* **Aim**: Reproduce all of the data below word for word, leaving the pictures out of your answer.

Boundary labeling items:
= = = =
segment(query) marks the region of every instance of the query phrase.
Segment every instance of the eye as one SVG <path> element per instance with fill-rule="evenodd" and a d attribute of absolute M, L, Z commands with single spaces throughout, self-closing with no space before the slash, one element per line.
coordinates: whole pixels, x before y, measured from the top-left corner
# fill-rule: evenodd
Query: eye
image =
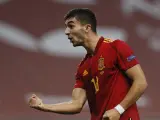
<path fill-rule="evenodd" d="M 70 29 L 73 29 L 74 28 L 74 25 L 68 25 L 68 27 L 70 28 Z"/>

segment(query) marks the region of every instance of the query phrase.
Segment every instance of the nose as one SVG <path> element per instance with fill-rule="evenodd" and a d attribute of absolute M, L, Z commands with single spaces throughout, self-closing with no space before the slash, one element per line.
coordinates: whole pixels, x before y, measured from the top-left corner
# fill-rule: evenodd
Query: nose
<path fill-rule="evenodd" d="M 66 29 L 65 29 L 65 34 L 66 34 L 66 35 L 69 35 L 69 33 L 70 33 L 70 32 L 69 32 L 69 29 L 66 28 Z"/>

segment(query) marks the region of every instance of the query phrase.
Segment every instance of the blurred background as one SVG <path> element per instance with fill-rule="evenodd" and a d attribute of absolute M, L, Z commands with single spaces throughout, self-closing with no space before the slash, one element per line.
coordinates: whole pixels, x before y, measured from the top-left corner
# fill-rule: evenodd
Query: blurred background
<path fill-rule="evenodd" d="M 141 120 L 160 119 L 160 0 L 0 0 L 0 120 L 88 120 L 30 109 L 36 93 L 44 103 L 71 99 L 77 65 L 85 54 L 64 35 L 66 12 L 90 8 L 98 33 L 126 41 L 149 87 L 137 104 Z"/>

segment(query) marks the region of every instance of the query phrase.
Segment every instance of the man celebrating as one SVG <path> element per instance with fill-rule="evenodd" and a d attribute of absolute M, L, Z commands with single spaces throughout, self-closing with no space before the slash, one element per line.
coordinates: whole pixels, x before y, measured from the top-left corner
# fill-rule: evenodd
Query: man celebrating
= = = =
* **Reply to the task**:
segment(query) marks the region of every instance of the query phrase.
Segment every instance of the eye as one SVG <path> element per instance with fill-rule="evenodd" and a d attribute of absolute M, L, Z commands with single spaces throughout, self-closing with no space before the slash, one element per line.
coordinates: whole pixels, x before y, measured from the top-left corner
# fill-rule: evenodd
Query: eye
image =
<path fill-rule="evenodd" d="M 70 29 L 73 29 L 74 28 L 74 25 L 68 25 L 68 27 L 70 28 Z"/>

segment(query) marks the region of every instance of the query phrase.
Segment every instance of the nose as one SVG <path> element per instance with fill-rule="evenodd" and a d attribute of absolute M, L, Z commands with single spaces throughout, self-closing with no space before the slash, one element per line.
coordinates: whole pixels, x before y, measured from the top-left corner
# fill-rule: evenodd
Query: nose
<path fill-rule="evenodd" d="M 66 29 L 65 29 L 65 34 L 66 34 L 66 35 L 69 35 L 69 33 L 70 33 L 70 32 L 69 32 L 69 29 L 66 28 Z"/>

segment(query) marks the region of every instance of the query phrase.
Segment every instance of the blurred background as one SVG <path> element per instance with fill-rule="evenodd" and a d attribute of absolute M, L, Z commands with single spaces throughout, self-closing with no space before the slash, one element per line.
coordinates: whole pixels, x before y, measured from the top-left corner
# fill-rule: evenodd
Query: blurred background
<path fill-rule="evenodd" d="M 141 120 L 160 119 L 160 0 L 0 0 L 0 120 L 88 120 L 30 109 L 36 93 L 44 103 L 71 99 L 77 65 L 85 54 L 64 35 L 66 12 L 90 8 L 98 33 L 126 41 L 149 87 L 137 104 Z"/>

segment(query) marks the region of every instance of the query phrase.
Segment every instance of the man celebrating as one SVG <path> element per instance with fill-rule="evenodd" and a d attribute of absolute M, L, Z commands with single spaces throughout, self-closing with no space before the slash, one element per line.
coordinates: whole pixels, x before y, measured from the top-left corner
# fill-rule: evenodd
Query: man celebrating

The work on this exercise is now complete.